Exercise task: Carry on the text about Dr Finkel's appointment as Australia's Chief Scientist, picking up right after its final sentence.

Text provided:
========================

Universities Australia Chief Executive Belinda Robinson applauded the decision to appoint Dr Finkel as Australia’s next science champion.
“Dr Finkel’s experience, industry background and expertise make him the ideal candidate to take the baton from outgoing Chief Scientist Professor Ian Chubb,” Ms Robinson said.
“He knows firsthand the challenges and rewards of taking an idea from the lab to the boardroom and understands the crucial role that universities play in the research and innovation ecosystem.
“He is expertly placed to help Australia lift its low levels of industry-university collaboration and researcher mobility between universities and business.
“Dr Finkel is also a proven and passionate science communicator. He will have little problem informing and inspiring everyday Australians about the crucial role of science and research.”
Ms Robinson thanked Chief Scientist Professor Ian Chubb AC for the indelible impact he has had as Australia’s national science and research ambassador.

========================

Rows:
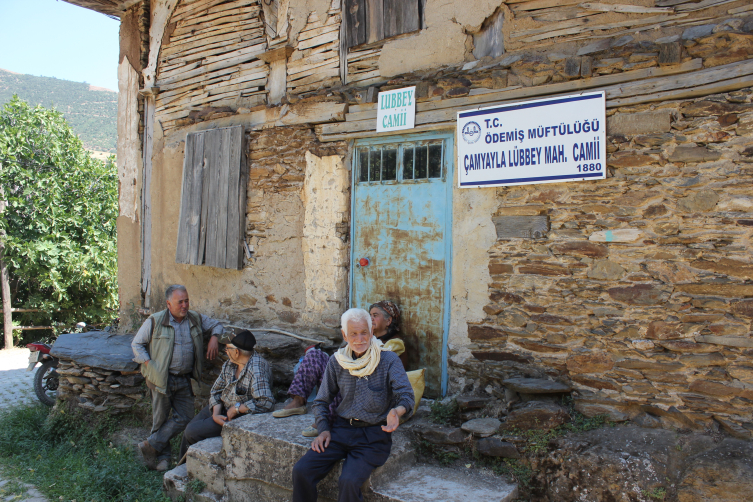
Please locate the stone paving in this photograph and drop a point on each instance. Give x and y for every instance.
(16, 384)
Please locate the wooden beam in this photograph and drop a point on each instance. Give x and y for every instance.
(521, 227)
(5, 282)
(276, 54)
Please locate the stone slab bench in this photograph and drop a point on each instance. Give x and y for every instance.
(254, 459)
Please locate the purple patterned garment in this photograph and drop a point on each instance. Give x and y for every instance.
(309, 375)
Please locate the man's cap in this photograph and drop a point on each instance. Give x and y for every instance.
(244, 340)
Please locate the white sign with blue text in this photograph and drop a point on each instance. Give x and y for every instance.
(396, 109)
(542, 141)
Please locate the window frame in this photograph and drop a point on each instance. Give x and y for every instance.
(400, 145)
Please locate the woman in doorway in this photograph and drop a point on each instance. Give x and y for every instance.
(385, 318)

========================

Answer to this exercise:
“Professor Chubb’s engaging presence, formidable intellect and relentless enthusiasm has transfixed policy makers and the public alike,” Ms Robinson said.
“The setting of national science and research priorities and internationally benchmarking Australia’s science and research capability are just a sample of his many achievements.
“We are all in his debt for the tenacity with which he has pursued his mission of having acknowledged science and research as the fundamental building blocks of national prosperity.
“He will go down in Australia’s history as one of the great contributors to public life and we are very lucky to count him as one of our citizens,” Ms Robinson concluded.